EXERCISE PASSAGE:
________
#64: Madam Butterfly by Malcolm McLaren

City: Montreal, PQ
Radio Station: CKOI
Peak Month: March 1985
Peak Position in Montreal ~ #5
Peak position in Vancouver ~ did not chart
Peak Position on Billboard Hot 100 ~ did not chart
Peak Position on Ireland Singles chart ~ #10
Peak Position on UK Singles chart ~ #13
Peak Position on Australian Singles chart ~ #16
YouTube: “Madam Butterfly
Lyrics: “Madam Butterfly

Malcolm McLaren was born in Greater London in 1946. While still an art student, McLaren had the first public exhibition of his work in 1967, which was based on an environmental installation staged at the Kingly Street Art Gallery in central London. In October 1971, McLaren took over the back part of the retail premises at 439 King’s Road in Chelsea, West London. The store sold rock and roll records, refurbished 1950s radiograms and dead stock clothing as “In The Back Of Paradise Garage”. McLaren converted the entire ground floor into the store and renamed it Let It Rock. The store was patronised by teddy boys and McLaren’s designs (along with his girlfriend) also appeared in such theatrical and cinematic productions such as The Rocky Horror Show and That’ll Be The Day. In spring 1973 the store was renamed Too Fast To Live Too Young To Die and began selling original 1950s-inspired leather clothing. In August 1973, McLaren and co-designer Vivienne Westwood visited New York to participate in the National Boutique Fair, where they began an association with the New York Dolls, supplying them with stage wear and joining their group on tour in the UK and France.
________
PROBLEM A:
Answer these questions from the Madam Butterfly page.
(i) What was the song's peak position on the UK Singles chart?
(ii) In what year was Malcolm McLaren born?
(iii) What name did McLaren give the store after converting the entire ground floor?
PROBLEM B:
Decide whether each statement agrees with the Madam Butterfly page, and quote the words that settle it.
(i) The song charted on the Billboard Hot 100.
(ii) McLaren's first public exhibition of his work took place in 1967.
(iii) In August 1973, McLaren and Vivienne Westwood traveled to Paris for a boutique fair.
________
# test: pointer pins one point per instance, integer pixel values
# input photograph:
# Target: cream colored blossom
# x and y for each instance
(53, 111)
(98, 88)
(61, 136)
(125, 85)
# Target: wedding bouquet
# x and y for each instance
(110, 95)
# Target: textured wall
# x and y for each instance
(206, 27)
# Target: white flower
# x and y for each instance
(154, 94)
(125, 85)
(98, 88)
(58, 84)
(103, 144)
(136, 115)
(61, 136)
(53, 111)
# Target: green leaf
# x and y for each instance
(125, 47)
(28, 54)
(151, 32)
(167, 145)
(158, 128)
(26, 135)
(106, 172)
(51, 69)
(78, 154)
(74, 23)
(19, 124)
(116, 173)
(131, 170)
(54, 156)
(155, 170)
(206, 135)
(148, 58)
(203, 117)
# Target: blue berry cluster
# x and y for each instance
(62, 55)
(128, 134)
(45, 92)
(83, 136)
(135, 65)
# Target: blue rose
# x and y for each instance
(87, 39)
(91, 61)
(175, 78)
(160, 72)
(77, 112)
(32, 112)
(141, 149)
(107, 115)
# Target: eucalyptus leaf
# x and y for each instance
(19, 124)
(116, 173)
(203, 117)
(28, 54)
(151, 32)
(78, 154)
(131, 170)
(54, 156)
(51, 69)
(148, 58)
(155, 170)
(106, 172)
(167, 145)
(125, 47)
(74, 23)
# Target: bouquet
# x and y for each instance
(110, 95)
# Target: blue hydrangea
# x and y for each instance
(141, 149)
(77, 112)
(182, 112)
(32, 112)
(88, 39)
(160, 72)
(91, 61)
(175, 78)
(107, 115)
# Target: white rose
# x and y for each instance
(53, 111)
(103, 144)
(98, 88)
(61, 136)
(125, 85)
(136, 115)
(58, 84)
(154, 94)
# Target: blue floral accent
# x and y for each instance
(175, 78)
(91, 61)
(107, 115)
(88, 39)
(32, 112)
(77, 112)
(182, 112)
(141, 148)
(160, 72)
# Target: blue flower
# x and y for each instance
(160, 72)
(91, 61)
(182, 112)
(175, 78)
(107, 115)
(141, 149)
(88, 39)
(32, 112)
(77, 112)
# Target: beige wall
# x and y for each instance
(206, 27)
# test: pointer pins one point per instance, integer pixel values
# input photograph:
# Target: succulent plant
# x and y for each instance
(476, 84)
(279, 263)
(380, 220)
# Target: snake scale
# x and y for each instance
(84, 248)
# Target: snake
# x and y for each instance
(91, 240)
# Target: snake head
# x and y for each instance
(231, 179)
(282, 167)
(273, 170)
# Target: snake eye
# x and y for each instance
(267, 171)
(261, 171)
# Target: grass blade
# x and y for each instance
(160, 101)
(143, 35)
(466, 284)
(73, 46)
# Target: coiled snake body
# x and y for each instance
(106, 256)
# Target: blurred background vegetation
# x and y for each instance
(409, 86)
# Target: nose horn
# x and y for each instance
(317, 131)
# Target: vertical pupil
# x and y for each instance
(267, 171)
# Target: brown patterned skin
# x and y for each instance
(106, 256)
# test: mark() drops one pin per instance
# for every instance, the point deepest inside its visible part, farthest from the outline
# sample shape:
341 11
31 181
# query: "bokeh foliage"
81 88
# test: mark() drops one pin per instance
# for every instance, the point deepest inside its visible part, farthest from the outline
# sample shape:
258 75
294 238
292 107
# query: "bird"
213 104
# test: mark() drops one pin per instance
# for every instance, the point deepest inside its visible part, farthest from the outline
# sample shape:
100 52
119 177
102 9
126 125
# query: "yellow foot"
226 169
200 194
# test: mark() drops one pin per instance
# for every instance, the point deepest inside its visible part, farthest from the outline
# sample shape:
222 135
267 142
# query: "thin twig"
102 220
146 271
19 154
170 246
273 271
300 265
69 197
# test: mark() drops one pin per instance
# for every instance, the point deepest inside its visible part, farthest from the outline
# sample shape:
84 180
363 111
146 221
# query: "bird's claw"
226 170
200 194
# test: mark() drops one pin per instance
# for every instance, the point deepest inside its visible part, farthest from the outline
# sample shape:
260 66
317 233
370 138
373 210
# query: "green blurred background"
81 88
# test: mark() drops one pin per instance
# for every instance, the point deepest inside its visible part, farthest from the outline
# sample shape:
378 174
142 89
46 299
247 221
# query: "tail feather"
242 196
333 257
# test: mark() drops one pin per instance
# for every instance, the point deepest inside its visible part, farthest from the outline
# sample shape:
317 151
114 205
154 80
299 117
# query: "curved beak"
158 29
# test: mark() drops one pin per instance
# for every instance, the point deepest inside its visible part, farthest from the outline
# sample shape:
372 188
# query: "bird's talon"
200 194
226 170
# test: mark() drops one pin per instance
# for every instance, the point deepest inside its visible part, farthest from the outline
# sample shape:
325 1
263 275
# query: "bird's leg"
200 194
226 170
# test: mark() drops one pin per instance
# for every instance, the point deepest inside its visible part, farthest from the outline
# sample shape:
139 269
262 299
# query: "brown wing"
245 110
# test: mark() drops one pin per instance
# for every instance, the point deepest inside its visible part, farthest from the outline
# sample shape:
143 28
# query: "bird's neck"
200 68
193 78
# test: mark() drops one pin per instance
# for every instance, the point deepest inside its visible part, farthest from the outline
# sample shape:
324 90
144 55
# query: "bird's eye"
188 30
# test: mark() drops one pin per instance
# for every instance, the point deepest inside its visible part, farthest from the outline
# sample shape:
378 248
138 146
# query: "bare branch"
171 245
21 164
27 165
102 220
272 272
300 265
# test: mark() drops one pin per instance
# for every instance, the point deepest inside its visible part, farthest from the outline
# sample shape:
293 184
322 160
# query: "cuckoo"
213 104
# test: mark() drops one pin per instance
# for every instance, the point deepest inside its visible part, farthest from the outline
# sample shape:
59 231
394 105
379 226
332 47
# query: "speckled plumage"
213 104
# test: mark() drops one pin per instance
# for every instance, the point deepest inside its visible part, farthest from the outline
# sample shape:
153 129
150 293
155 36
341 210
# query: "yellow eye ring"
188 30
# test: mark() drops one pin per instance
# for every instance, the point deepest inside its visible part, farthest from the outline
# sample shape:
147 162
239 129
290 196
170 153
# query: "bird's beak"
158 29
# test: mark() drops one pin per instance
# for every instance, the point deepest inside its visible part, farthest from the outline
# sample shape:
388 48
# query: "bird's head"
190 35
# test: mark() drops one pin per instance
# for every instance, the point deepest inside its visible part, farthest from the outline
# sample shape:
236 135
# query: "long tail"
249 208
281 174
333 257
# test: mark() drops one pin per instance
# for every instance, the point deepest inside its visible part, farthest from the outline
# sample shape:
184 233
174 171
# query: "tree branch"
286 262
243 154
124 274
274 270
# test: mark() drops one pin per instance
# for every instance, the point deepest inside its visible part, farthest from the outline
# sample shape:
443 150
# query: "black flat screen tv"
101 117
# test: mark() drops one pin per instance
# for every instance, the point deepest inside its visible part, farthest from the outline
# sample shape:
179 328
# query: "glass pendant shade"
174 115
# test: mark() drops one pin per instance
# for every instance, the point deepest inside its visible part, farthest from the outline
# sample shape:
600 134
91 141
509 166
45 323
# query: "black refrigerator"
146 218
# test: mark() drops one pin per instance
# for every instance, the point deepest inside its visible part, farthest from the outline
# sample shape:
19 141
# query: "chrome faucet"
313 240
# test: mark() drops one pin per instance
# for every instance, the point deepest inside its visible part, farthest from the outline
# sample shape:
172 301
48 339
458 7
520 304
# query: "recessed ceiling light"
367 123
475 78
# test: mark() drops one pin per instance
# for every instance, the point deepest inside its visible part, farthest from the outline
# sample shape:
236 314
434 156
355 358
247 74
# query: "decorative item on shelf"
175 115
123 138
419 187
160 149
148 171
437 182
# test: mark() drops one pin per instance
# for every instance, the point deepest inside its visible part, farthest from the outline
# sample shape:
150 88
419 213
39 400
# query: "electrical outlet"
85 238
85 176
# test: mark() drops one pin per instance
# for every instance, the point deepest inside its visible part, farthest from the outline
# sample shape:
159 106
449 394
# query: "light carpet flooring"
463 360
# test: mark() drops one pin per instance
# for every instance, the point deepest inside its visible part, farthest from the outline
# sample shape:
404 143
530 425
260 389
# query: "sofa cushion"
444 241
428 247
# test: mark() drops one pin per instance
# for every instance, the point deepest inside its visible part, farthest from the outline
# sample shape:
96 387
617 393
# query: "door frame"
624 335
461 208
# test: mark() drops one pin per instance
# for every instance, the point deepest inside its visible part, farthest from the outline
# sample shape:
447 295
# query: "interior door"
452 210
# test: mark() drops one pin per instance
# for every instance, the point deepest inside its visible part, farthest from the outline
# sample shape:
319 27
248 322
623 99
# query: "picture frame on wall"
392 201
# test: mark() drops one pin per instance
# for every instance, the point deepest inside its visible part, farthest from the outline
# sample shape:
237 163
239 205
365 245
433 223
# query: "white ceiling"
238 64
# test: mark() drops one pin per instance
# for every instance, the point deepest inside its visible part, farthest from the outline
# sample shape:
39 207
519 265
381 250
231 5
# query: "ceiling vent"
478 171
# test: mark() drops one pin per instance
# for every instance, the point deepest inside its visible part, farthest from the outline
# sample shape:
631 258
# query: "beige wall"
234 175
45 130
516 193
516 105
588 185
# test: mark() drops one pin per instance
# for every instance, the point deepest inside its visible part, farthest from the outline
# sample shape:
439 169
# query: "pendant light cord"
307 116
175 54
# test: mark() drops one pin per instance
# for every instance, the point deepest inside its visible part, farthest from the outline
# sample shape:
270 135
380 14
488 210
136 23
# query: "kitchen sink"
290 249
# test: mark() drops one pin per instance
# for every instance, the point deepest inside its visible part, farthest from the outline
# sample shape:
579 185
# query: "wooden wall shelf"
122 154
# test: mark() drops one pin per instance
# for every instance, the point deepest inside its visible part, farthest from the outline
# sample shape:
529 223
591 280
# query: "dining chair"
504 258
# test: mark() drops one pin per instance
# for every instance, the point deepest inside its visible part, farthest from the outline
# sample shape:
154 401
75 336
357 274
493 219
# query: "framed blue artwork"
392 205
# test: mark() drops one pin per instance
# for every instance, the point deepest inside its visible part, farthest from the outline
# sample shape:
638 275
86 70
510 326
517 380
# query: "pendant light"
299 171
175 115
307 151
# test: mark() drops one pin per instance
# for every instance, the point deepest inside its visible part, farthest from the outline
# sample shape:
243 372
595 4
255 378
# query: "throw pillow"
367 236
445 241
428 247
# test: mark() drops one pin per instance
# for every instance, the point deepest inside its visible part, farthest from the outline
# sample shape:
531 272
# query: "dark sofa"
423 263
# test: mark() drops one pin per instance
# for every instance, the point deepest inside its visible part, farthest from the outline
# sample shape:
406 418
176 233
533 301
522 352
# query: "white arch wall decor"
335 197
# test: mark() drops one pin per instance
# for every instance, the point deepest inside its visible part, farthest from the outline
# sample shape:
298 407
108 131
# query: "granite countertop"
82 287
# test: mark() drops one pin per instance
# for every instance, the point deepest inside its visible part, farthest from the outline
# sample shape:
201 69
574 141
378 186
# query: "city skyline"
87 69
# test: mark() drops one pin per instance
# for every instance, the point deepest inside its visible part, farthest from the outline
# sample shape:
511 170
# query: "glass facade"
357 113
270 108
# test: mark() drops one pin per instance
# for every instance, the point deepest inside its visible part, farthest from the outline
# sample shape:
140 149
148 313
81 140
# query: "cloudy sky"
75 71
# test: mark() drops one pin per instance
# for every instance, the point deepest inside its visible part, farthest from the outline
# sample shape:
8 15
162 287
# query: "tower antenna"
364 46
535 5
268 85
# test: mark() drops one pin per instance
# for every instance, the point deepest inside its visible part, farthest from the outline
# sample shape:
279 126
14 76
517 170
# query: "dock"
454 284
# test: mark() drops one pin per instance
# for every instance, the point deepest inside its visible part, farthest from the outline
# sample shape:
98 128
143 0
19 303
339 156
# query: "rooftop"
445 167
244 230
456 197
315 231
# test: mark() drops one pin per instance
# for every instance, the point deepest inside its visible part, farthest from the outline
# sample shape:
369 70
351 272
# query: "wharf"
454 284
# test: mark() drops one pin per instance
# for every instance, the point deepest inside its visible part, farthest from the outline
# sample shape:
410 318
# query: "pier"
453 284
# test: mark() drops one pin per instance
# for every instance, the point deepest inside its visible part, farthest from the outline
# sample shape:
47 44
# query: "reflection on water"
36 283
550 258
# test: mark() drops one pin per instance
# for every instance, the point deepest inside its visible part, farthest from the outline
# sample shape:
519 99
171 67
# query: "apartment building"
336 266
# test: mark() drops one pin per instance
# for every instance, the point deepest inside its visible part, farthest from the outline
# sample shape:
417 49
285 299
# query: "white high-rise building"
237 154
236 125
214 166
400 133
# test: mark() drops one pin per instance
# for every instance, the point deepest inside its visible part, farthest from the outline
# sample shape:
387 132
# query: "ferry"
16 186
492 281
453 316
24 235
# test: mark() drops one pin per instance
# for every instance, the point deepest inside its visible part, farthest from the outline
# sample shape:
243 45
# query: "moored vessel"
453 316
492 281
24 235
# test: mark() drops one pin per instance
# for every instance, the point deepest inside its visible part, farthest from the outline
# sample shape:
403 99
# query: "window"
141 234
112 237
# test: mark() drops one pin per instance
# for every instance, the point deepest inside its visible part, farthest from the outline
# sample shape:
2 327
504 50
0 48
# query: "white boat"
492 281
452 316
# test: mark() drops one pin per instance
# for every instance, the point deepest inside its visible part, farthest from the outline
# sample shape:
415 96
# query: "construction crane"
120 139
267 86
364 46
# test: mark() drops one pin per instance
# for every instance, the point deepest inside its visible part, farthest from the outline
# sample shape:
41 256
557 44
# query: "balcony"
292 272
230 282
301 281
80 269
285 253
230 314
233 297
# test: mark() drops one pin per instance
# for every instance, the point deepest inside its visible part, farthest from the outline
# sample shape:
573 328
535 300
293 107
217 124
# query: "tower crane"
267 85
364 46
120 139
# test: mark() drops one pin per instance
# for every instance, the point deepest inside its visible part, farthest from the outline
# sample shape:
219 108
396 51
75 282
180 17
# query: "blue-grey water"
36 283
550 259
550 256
________
TASK RESULT A:
(i) #13
(ii) 1946
(iii) Let It Rock

TASK RESULT B:
(i) No: "Peak Position on Billboard Hot 100 ~ did not chart"
(ii) Yes: "McLaren had the first public exhibition of his work in 1967"
(iii) No: "visited New York to participate in the National Boutique Fair"